====== ENTRIES PROVIDED
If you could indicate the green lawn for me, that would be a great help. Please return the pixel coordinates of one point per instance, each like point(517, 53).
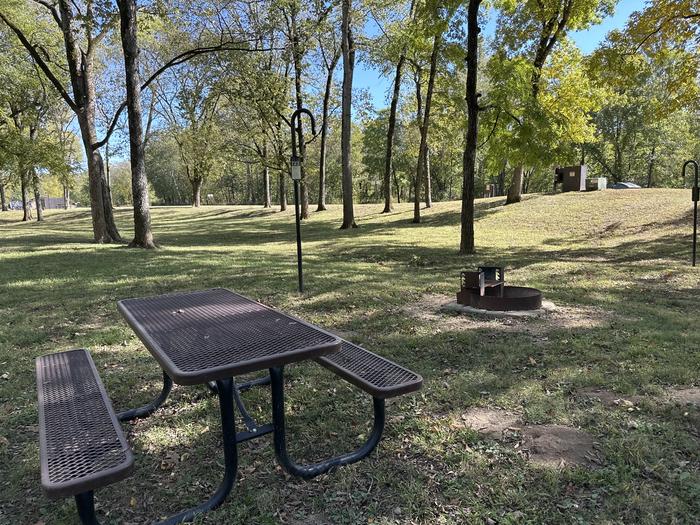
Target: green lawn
point(616, 264)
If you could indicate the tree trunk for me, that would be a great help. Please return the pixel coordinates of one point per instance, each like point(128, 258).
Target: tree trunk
point(515, 191)
point(82, 77)
point(267, 202)
point(397, 184)
point(466, 241)
point(348, 49)
point(26, 204)
point(143, 237)
point(428, 181)
point(197, 191)
point(422, 151)
point(388, 163)
point(650, 168)
point(37, 195)
point(324, 136)
point(283, 192)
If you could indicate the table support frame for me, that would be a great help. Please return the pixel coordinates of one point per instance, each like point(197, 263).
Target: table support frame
point(315, 469)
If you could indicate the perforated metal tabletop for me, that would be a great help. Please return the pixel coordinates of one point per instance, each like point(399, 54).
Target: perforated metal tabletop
point(214, 334)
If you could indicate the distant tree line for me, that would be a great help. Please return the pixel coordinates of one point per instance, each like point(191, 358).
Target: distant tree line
point(199, 101)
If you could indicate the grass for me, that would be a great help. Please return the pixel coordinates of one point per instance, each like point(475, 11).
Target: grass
point(616, 263)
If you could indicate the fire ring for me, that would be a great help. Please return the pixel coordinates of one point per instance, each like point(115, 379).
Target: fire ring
point(485, 289)
point(513, 298)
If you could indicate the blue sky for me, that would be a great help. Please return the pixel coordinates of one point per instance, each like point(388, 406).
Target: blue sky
point(370, 79)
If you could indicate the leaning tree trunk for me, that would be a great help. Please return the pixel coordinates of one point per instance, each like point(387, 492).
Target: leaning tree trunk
point(3, 198)
point(267, 199)
point(515, 191)
point(423, 150)
point(348, 49)
point(650, 167)
point(143, 237)
point(324, 136)
point(26, 204)
point(388, 163)
point(428, 181)
point(466, 240)
point(82, 77)
point(37, 196)
point(283, 192)
point(197, 191)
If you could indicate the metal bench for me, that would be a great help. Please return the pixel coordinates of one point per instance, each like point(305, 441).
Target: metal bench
point(81, 445)
point(374, 374)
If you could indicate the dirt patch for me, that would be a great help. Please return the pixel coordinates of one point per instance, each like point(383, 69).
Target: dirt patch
point(686, 396)
point(608, 398)
point(492, 423)
point(312, 519)
point(557, 446)
point(552, 446)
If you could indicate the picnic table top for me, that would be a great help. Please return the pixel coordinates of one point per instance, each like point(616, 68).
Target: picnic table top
point(214, 334)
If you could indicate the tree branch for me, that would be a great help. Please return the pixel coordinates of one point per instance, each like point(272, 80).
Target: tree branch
point(176, 61)
point(40, 62)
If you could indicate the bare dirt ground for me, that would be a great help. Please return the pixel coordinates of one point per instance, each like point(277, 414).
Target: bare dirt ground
point(552, 446)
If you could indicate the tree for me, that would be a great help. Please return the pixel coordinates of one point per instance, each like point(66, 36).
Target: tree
point(143, 236)
point(348, 50)
point(82, 33)
point(466, 242)
point(330, 53)
point(530, 32)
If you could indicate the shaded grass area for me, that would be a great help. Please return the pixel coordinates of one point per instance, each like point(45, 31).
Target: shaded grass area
point(616, 263)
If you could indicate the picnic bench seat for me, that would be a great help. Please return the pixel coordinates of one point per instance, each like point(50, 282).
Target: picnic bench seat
point(81, 445)
point(374, 374)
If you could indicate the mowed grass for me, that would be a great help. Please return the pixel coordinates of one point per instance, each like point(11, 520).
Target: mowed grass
============
ACTIVITY
Take the line holding "If you could indicate the picnic bench" and all lines after it through the end of the data, and set them down exactly.

RESULT FOR THIS TASK
If you could indicate the picnic bench seat for me, that would be a great help. Please return the pixel coordinates of one point per instance, each like point(50, 282).
Target: picnic bench seat
point(81, 445)
point(374, 374)
If you could indicate the mowed grass for me, that would be a great help. Please return the pixel coordinates of one point per instance, each like point(11, 520).
Target: mowed grass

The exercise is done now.